:: Dataset entries
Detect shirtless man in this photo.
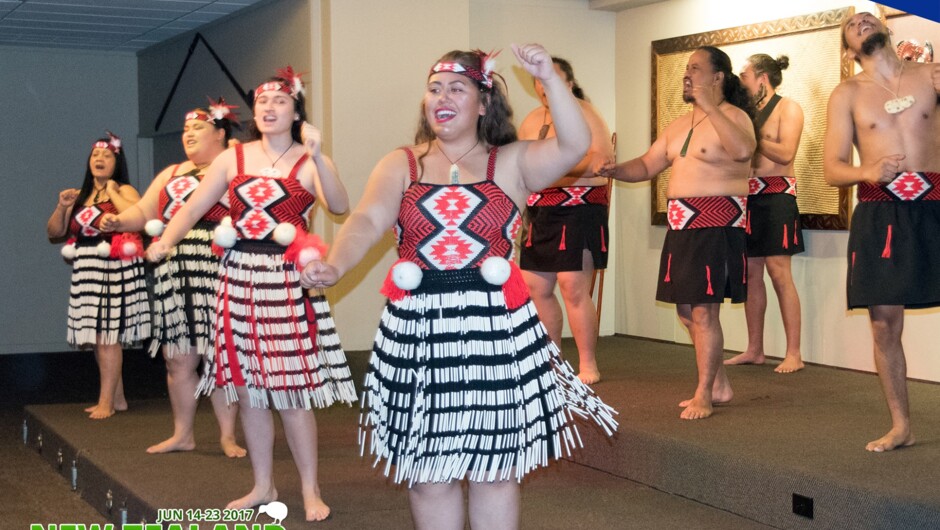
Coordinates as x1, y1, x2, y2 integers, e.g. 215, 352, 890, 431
725, 54, 805, 373
600, 47, 756, 419
825, 12, 940, 452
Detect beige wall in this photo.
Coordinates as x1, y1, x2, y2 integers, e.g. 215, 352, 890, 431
611, 0, 940, 380
322, 0, 617, 349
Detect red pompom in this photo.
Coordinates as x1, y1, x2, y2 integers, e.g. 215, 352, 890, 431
110, 232, 144, 260
211, 243, 225, 257
284, 231, 329, 268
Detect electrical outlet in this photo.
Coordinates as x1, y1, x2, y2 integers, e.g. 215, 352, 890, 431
793, 493, 814, 519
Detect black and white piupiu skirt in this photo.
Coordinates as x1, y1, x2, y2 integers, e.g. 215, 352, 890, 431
360, 267, 618, 485
67, 238, 151, 348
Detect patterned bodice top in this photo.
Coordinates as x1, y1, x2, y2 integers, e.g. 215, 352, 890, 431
70, 200, 118, 239
158, 165, 230, 224
396, 146, 522, 270
227, 143, 314, 241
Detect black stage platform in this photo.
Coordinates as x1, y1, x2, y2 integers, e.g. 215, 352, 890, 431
18, 336, 940, 529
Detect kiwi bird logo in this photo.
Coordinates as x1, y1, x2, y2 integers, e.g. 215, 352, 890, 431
255, 501, 288, 525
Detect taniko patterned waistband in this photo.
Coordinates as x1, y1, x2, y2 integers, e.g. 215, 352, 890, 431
858, 172, 940, 202
667, 196, 747, 230
749, 176, 797, 196
527, 186, 609, 207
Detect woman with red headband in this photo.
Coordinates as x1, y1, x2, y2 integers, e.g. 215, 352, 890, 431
47, 132, 151, 420
101, 101, 246, 458
300, 44, 617, 529
146, 69, 353, 522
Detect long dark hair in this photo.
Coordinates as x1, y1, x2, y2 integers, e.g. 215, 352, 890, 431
747, 54, 789, 89
699, 46, 754, 118
552, 57, 586, 101
247, 77, 307, 144
74, 139, 130, 209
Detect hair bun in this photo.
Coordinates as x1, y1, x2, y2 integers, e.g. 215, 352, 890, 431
775, 55, 790, 70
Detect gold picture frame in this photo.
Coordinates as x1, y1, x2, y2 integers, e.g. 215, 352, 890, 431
650, 7, 854, 229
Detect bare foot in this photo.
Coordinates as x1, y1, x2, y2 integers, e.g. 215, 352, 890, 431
679, 383, 733, 408
113, 401, 128, 412
88, 405, 115, 420
304, 493, 331, 522
774, 355, 805, 374
84, 405, 96, 413
147, 435, 196, 454
866, 429, 915, 452
226, 486, 277, 510
724, 351, 765, 365
680, 397, 713, 420
220, 436, 247, 458
578, 369, 601, 385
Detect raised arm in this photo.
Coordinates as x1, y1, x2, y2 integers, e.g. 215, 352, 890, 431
47, 188, 79, 241
569, 101, 614, 178
300, 150, 409, 288
823, 84, 902, 187
298, 121, 349, 216
759, 99, 803, 165
512, 44, 591, 193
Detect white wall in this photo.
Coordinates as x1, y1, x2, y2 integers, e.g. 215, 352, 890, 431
611, 0, 940, 379
0, 47, 138, 355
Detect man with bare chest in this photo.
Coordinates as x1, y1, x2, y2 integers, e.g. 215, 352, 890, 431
600, 47, 756, 419
725, 54, 805, 374
824, 12, 940, 451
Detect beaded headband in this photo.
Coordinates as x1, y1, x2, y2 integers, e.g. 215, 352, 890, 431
254, 66, 305, 100
93, 130, 121, 154
429, 49, 500, 90
185, 96, 239, 125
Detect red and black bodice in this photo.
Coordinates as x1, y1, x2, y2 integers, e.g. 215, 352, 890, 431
396, 146, 522, 270
158, 165, 230, 224
227, 143, 314, 241
70, 200, 118, 240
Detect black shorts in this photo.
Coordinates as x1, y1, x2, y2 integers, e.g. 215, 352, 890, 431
746, 193, 804, 257
520, 203, 608, 272
847, 200, 940, 309
656, 226, 747, 305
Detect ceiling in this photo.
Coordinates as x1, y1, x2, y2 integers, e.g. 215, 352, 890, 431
0, 0, 269, 53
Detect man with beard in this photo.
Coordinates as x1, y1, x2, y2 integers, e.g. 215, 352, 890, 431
600, 47, 755, 419
824, 11, 940, 452
725, 54, 805, 374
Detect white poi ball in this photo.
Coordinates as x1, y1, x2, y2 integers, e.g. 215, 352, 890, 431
96, 241, 112, 257
392, 261, 423, 291
272, 222, 297, 246
213, 223, 237, 249
480, 256, 511, 286
60, 244, 77, 260
144, 219, 165, 237
297, 247, 322, 268
122, 241, 138, 257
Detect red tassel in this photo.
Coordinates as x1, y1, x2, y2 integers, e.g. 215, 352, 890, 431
525, 223, 533, 248
664, 253, 672, 282
600, 226, 607, 252
705, 265, 714, 295
881, 224, 893, 258
793, 220, 799, 245
66, 237, 76, 246
558, 225, 567, 251
151, 235, 160, 244
851, 251, 856, 285
380, 259, 413, 302
746, 212, 751, 234
742, 253, 747, 284
782, 224, 789, 249
284, 231, 329, 267
211, 243, 225, 257
502, 261, 530, 310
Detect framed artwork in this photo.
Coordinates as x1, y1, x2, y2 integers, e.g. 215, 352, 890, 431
650, 7, 854, 229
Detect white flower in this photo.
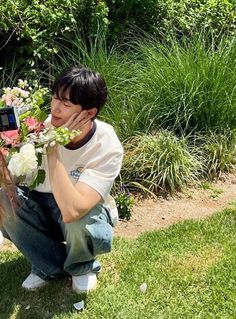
::::
If a line in the records above has the word "wall", copy it.

Detect beige wall in this photo.
Detect white wall in this photo.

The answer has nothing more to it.